Data
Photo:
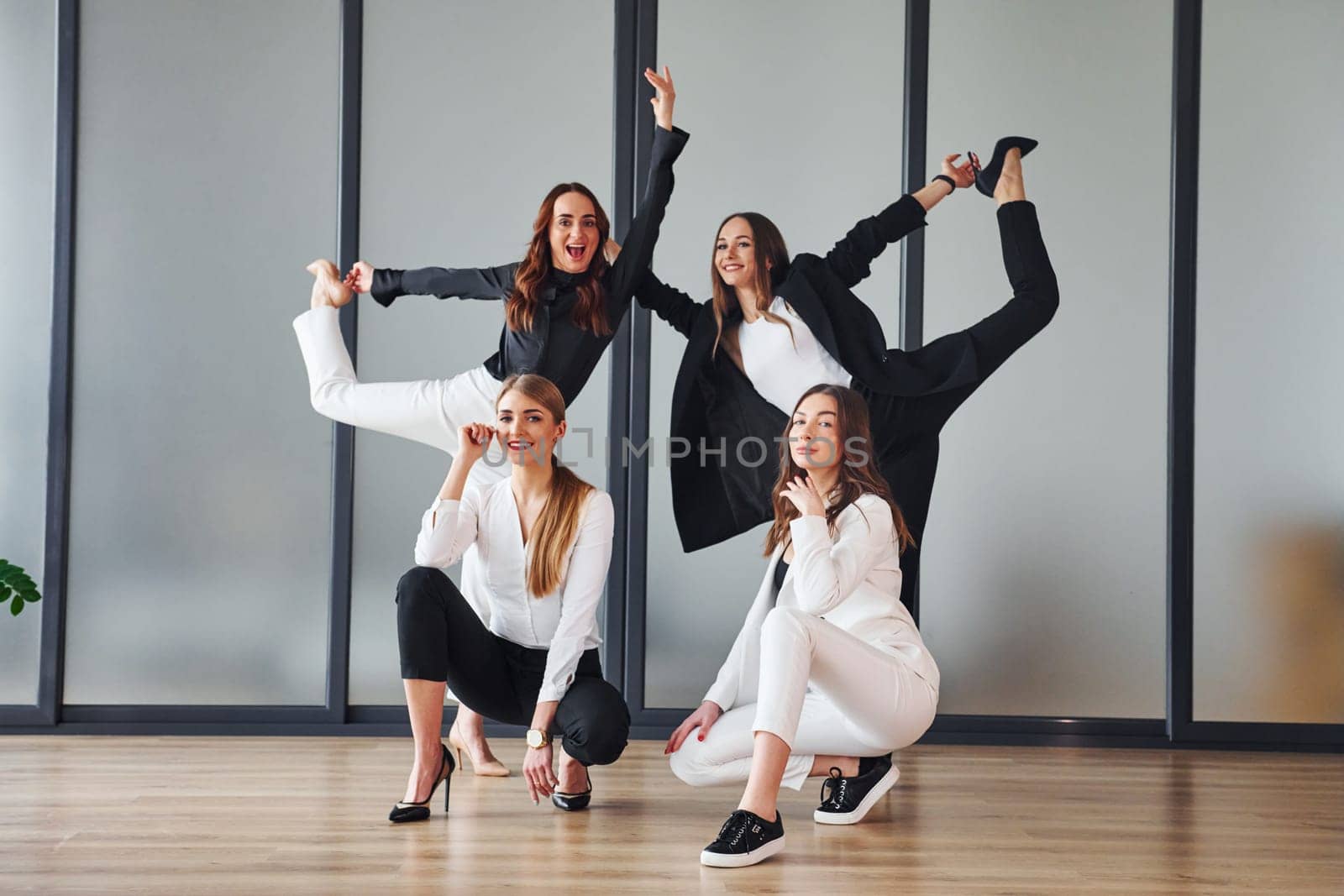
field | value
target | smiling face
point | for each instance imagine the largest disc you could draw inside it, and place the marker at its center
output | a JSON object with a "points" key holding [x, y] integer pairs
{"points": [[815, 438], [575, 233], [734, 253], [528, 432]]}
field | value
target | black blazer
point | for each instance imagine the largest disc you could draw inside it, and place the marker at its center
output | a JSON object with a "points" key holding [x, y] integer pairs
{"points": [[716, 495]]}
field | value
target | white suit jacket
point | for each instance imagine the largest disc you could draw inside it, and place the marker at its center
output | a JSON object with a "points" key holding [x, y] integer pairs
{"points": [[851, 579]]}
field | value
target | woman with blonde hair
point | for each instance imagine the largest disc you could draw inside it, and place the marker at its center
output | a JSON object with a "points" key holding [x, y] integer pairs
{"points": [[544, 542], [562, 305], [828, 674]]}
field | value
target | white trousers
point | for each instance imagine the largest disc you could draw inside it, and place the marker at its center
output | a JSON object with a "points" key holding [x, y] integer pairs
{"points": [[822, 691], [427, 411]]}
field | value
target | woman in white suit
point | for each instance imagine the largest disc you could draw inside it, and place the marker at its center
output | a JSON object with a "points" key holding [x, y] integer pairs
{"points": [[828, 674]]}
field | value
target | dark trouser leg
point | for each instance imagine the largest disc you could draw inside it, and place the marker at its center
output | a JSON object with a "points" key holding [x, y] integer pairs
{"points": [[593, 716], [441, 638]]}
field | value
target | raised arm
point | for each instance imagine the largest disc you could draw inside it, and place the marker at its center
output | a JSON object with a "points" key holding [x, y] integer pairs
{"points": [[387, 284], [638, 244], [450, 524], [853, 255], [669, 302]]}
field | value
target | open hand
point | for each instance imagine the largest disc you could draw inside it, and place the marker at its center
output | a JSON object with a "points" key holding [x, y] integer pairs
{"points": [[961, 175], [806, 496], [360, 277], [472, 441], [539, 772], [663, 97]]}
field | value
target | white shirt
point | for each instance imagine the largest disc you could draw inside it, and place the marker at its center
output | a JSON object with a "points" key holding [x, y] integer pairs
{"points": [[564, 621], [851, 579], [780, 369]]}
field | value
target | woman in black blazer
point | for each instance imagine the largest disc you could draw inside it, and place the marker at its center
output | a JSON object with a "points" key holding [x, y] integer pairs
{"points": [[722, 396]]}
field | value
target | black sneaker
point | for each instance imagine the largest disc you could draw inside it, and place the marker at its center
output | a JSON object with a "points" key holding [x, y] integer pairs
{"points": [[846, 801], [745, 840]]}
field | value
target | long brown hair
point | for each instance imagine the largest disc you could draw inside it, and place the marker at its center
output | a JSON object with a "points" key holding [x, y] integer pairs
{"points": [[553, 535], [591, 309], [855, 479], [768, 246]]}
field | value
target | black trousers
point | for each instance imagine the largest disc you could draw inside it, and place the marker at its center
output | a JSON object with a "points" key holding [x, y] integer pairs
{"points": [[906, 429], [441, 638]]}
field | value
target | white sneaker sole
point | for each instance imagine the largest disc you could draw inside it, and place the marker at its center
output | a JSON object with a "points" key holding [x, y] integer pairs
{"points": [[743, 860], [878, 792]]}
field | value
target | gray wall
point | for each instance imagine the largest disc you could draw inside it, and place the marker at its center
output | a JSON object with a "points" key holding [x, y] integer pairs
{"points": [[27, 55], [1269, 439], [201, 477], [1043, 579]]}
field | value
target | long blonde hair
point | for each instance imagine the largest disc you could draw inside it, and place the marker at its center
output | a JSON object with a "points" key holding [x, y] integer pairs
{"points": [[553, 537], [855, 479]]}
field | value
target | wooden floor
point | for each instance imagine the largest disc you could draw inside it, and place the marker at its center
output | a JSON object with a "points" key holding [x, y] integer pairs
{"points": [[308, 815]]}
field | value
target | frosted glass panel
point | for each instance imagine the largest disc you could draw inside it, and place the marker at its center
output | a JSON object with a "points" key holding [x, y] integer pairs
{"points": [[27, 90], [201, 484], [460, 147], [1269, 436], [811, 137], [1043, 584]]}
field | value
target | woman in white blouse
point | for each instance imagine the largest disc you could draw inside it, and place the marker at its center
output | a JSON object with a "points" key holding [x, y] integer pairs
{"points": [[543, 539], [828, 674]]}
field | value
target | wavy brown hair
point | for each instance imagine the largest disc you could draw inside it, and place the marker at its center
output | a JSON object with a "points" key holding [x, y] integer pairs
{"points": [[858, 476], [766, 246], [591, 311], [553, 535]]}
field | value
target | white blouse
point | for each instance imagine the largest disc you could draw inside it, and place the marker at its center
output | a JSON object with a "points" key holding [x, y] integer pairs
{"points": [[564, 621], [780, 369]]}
---
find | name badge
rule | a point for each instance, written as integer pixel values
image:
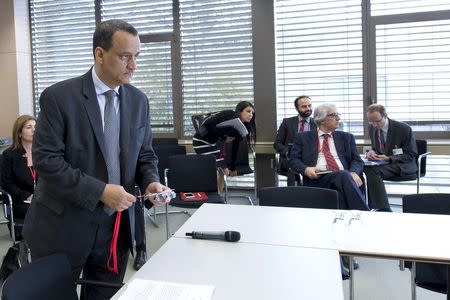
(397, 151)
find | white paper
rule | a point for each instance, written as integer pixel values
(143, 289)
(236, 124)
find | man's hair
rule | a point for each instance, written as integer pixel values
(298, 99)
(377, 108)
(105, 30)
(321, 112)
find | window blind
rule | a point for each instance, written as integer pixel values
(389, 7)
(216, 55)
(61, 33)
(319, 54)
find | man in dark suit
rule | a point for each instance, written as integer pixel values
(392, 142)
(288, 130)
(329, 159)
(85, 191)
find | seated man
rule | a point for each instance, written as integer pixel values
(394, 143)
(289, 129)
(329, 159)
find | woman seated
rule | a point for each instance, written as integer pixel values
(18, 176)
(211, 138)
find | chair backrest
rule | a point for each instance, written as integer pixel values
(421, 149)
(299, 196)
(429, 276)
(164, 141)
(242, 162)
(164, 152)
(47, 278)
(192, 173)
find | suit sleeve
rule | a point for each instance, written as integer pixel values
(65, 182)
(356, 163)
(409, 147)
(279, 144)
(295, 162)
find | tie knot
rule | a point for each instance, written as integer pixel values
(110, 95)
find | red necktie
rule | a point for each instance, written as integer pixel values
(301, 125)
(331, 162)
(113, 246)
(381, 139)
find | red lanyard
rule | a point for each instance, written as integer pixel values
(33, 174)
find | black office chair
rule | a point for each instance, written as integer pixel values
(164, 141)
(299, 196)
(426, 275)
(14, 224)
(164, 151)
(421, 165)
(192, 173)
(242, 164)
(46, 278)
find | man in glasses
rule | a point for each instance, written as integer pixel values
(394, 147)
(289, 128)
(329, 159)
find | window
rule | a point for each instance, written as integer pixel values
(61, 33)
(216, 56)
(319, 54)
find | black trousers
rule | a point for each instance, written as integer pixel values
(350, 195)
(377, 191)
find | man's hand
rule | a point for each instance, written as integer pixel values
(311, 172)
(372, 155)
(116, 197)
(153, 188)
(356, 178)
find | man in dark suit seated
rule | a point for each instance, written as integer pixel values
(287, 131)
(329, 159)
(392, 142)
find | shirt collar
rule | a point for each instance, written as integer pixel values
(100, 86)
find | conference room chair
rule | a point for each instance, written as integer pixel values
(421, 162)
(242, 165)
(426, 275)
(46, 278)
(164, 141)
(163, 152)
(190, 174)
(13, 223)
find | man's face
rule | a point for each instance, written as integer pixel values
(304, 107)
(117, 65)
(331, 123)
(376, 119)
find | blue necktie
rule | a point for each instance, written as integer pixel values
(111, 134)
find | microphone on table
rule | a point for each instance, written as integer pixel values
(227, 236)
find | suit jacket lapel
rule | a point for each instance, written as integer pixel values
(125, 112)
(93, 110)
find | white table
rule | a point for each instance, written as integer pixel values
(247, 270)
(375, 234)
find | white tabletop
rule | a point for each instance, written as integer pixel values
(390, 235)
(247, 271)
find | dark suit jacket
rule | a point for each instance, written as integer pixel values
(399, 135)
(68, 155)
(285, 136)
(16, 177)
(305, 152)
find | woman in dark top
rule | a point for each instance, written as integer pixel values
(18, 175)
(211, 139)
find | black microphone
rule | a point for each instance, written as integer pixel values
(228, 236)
* * *
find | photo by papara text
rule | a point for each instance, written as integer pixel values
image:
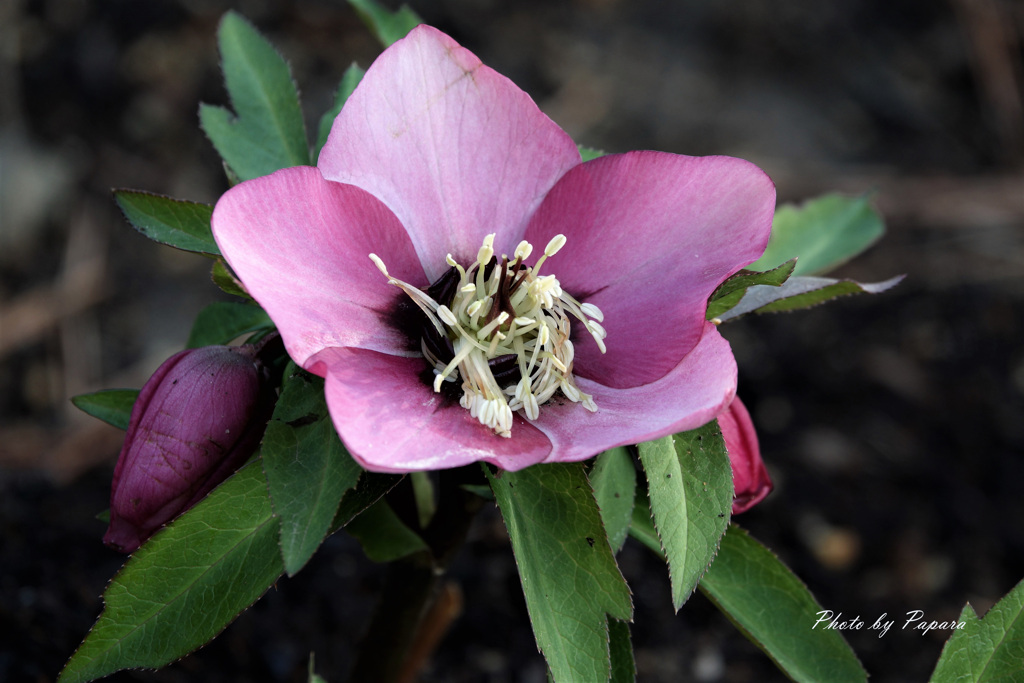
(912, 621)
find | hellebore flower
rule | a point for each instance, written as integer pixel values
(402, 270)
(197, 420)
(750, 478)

What is needed
Give the number of lines above that hold "brown", with no other words.

Your response
2